*** Opening of Supplied data ***

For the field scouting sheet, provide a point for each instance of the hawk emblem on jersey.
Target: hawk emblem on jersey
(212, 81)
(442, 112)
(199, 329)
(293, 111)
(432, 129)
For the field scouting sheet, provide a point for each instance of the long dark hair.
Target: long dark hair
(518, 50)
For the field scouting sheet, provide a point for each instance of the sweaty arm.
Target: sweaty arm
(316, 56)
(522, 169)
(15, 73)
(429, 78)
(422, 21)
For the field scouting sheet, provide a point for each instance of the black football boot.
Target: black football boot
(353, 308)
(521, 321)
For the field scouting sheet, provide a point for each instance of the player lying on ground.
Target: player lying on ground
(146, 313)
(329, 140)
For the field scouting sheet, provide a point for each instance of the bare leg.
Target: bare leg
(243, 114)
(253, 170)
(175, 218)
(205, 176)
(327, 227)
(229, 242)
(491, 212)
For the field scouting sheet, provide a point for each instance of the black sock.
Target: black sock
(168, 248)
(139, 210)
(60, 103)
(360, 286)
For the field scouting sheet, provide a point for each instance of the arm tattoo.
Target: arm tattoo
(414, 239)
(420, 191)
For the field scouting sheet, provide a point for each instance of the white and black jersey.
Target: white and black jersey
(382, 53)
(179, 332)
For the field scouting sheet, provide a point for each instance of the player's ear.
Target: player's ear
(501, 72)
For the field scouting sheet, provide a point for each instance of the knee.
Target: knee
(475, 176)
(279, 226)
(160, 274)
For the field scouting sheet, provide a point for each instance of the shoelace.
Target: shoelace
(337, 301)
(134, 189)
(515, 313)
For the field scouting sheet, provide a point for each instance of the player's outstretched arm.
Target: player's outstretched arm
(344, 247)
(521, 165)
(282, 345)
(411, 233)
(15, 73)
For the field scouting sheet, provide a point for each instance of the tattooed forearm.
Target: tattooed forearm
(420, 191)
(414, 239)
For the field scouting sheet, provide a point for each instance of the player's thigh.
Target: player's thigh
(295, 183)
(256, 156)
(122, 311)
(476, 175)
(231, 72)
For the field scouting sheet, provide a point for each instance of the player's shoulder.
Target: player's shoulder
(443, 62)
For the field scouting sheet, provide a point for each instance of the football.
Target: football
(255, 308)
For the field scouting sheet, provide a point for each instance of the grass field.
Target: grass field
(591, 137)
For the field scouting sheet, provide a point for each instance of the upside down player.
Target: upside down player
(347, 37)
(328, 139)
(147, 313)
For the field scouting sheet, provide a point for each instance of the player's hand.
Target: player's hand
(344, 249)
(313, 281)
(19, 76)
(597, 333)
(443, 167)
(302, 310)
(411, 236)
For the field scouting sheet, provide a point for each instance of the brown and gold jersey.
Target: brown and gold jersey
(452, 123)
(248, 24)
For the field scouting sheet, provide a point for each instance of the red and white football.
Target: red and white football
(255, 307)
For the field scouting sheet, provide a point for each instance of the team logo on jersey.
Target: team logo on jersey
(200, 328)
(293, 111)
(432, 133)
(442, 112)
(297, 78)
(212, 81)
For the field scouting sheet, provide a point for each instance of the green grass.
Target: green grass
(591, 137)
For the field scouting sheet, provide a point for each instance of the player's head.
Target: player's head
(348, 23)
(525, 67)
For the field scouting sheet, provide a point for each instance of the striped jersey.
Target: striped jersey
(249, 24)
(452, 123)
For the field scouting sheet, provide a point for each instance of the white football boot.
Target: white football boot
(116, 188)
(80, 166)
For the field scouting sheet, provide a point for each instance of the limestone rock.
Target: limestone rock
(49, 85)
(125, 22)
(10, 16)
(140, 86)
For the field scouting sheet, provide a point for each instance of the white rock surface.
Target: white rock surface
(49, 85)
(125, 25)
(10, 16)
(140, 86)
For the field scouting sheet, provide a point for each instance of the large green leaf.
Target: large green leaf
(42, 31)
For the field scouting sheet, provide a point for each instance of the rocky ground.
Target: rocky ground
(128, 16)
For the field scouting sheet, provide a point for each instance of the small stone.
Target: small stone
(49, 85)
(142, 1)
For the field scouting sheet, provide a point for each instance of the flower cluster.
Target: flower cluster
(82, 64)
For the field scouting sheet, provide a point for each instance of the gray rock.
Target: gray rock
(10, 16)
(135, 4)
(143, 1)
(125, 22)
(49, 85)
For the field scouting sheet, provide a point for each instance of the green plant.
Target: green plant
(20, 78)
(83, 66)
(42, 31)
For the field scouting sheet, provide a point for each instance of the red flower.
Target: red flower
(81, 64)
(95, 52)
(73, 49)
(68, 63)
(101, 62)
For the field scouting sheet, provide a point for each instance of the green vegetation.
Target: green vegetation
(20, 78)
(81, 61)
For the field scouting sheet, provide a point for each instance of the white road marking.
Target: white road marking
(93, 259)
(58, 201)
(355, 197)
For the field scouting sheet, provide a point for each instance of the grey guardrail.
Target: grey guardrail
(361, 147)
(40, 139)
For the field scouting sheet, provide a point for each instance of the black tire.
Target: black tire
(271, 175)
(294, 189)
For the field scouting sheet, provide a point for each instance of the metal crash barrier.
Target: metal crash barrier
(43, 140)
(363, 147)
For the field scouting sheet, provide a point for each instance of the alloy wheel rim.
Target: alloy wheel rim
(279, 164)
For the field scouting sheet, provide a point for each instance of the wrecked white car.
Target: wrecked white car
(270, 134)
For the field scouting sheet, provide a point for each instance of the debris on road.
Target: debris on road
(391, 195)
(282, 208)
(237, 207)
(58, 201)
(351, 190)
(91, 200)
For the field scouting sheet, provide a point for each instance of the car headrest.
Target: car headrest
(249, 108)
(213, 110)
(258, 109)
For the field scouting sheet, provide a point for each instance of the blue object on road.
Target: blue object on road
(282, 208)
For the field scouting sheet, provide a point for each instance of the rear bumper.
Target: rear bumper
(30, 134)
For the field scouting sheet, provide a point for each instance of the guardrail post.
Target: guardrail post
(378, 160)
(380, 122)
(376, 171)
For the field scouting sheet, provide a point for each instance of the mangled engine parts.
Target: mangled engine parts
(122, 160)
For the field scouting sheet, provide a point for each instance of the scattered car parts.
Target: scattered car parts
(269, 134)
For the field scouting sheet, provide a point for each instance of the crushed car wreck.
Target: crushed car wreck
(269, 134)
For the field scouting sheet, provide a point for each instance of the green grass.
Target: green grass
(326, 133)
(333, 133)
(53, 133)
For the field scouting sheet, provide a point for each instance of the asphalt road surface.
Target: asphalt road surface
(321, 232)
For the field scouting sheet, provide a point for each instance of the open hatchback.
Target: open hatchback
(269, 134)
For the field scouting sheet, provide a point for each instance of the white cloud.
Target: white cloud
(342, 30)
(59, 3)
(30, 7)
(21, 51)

*** Close of Supplied data ***

- What to do: Every entry must be retyped in full, exactly as given.

- Task answer:
For the field scouting sheet, provide a point for each instance of the hawk emblem on jersey.
Target: hawk emblem on jersey
(212, 81)
(442, 112)
(199, 329)
(293, 111)
(432, 129)
For the field scouting sheet, provide a point for each instance of the long dark hair.
Target: long dark hair
(518, 50)
For the field scouting sheet, provide a point for each instance of the sweaty arm.
Target: sweaty arm
(316, 56)
(522, 169)
(15, 73)
(429, 78)
(422, 21)
For the field scouting sheet, provide a point for each instance of the black football boot.
Target: black football boot
(353, 308)
(521, 321)
For the field scouting sheet, provide a point for each instance of the player lying on ground.
Target: player lying on ground
(146, 313)
(329, 140)
For the field scouting sheet, provide a point for each instance of the bare leg.
Target: bare leg
(243, 114)
(253, 170)
(175, 218)
(205, 176)
(327, 227)
(229, 242)
(491, 212)
For the field scouting sheet, provide a point for each instance of the black sock.
Target: black sock
(168, 248)
(139, 210)
(60, 103)
(360, 286)
For the field scouting sheet, provide a point for each instance of the arm tattoo.
Target: arm tattoo
(414, 239)
(420, 191)
For the field scouting sheet, provide a point for each instance of the white and black jersey.
Target: white and black jersey
(382, 53)
(179, 332)
For the field scouting sheet, provide a point for each instance of the player's ear.
Target: player's ear
(501, 72)
For the field scouting sheet, provide a point for each instance of the knee.
Target: knee
(475, 176)
(279, 226)
(160, 274)
For the field scouting sheet, provide a point for each instance of the shoelace.
Target: shoelace
(337, 301)
(134, 189)
(515, 313)
For the field scouting sheet, provide a point for each instance of the player's outstretched arm.
Target: player's outstretched arm
(344, 247)
(521, 165)
(282, 345)
(411, 233)
(15, 73)
For the field scouting sheet, provide a point for each instance of the tattooed forearm.
Target: tattooed forearm
(420, 191)
(414, 239)
For the field scouting sheet, provide a point for each instance of the player's thigh.
Target: player's thigh
(295, 183)
(256, 156)
(122, 311)
(476, 175)
(231, 72)
For the field scouting sheet, provide a point for each instance of the player's shoulder.
Target: player's shoulder
(443, 62)
For the field scouting sheet, provide a point for each instance of the football.
Target: football
(255, 308)
For the field scouting sheet, provide a point for each instance of the grass field.
Target: grass field
(591, 137)
For the field scouting sheet, provide a point for each instance of the upside down player.
Target: upside down player
(347, 37)
(328, 139)
(147, 313)
For the field scouting sheet, provide a point for each instance of the player's hand.
Target: player's hand
(344, 249)
(313, 281)
(19, 76)
(597, 333)
(443, 167)
(302, 310)
(411, 236)
For the field scouting sheet, provide a point for each instance of the brown and gold jersey.
Target: brown and gold jersey
(452, 123)
(248, 24)
For the field scouting sheet, provide a point for each instance of the red and white football.
Target: red and white football
(255, 307)
For the field scouting sheet, provide a point for each instance of the team logo on jersey.
Target: team logo on jersey
(200, 328)
(293, 111)
(432, 133)
(442, 112)
(297, 78)
(212, 81)
For the field scouting sheet, provide a point for each instance of the green grass.
Target: green grass
(591, 137)
For the field scouting sheet, provide a point for each instance of the player's head.
Target: player's head
(348, 23)
(525, 67)
For the field scouting sheet, provide a point for each instance of the striped jersey.
Target: striped jersey
(249, 24)
(452, 123)
For the field scouting sheet, provide a point for each instance of the white football boot.
Target: white football boot
(116, 188)
(80, 166)
For the field scouting sheet, provide a point for each instance of the limestone rock.
Target: limestone rock
(49, 85)
(125, 22)
(10, 16)
(140, 86)
For the field scouting sheet, provide a point for each instance of the white rock surface.
Target: white rock surface
(49, 85)
(125, 25)
(10, 16)
(140, 86)
For the field scouting sheet, provide a point for each instance of the large green leaf.
Target: large green leaf
(42, 31)
For the field scouting sheet, provide a point for each instance of the rocky ground.
Target: rocky ground
(128, 16)
For the field scouting sheet, provide a point for each instance of the small stone.
Target: small stone
(49, 85)
(142, 1)
For the field scouting sheet, provide a point for each instance of the flower cluster.
Target: flower cluster
(82, 64)
For the field scouting sheet, provide a point for each instance of the gray rock.
Target: gray rock
(10, 16)
(135, 4)
(143, 1)
(125, 22)
(49, 85)
For the field scouting sheet, provide a point for each instance of the green plant.
Target: green plant
(20, 78)
(83, 66)
(42, 31)
For the field scouting sheet, provide a point for each instance of the red flower.
Target: red flower
(81, 64)
(95, 52)
(73, 49)
(68, 63)
(101, 62)
For the field scouting sheet, provide a point for each instance of the green vegetation.
Target: green vegetation
(20, 78)
(81, 61)
For the field scouting sheet, provide a point for each instance of the white road marking.
Target: white road marking
(93, 259)
(58, 201)
(355, 197)
For the field scouting sheet, provide a point for each instance of the grey guardrail.
Target: grey guardrail
(361, 147)
(40, 139)
For the field scouting sheet, provide a point for each instance of the black tire.
Target: black tire
(271, 175)
(294, 189)
For the field scouting sheet, provide a point for each instance of the metal crash barrier.
Target: metal crash barrier
(43, 140)
(363, 147)
For the field scouting sheet, provide a point for each instance of the alloy wheel rim.
Target: alloy wheel rim
(279, 164)
For the field scouting sheet, provide a point for each instance of the wrecked white car.
Target: wrecked white car
(270, 134)
For the field scouting sheet, provide a point for each instance of the debris on road.
Target: debris on road
(391, 195)
(282, 208)
(237, 207)
(58, 201)
(351, 190)
(91, 200)
For the field scouting sheet, provide a point for each instance of the car headrest.
Target: car headrest
(249, 108)
(213, 110)
(258, 109)
For the field scouting sheet, provide a point for each instance of the blue object on road.
Target: blue object on road
(282, 208)
For the field scouting sheet, provide a point for each instance of the rear bumper.
Target: rear bumper
(30, 134)
For the field scouting sheet, provide a point for each instance of the guardrail post.
Target: guardrail post
(378, 160)
(380, 122)
(376, 171)
For the field scouting sheet, provide a point for each instance of the mangled engine parts.
Target: mangled engine parts
(122, 160)
For the field scouting sheet, provide a point for each instance of the scattered car parts.
Target: scattered car parts
(269, 134)
For the field scouting sheet, provide a point for each instance of the crushed car wreck.
Target: crushed car wreck
(269, 134)
For the field scouting sheet, provide a point for each instance of the green grass.
Target: green grass
(326, 133)
(333, 133)
(53, 133)
For the field scouting sheet, provide a point for each instance of the asphalt road surface.
Target: asphalt road surface
(321, 232)
For the field scouting sheet, provide a point for each instance of the open hatchback.
Target: open hatchback
(269, 134)
For the field scouting sheet, provide a point for each instance of the white cloud.
Target: white cloud
(342, 30)
(59, 3)
(30, 7)
(21, 51)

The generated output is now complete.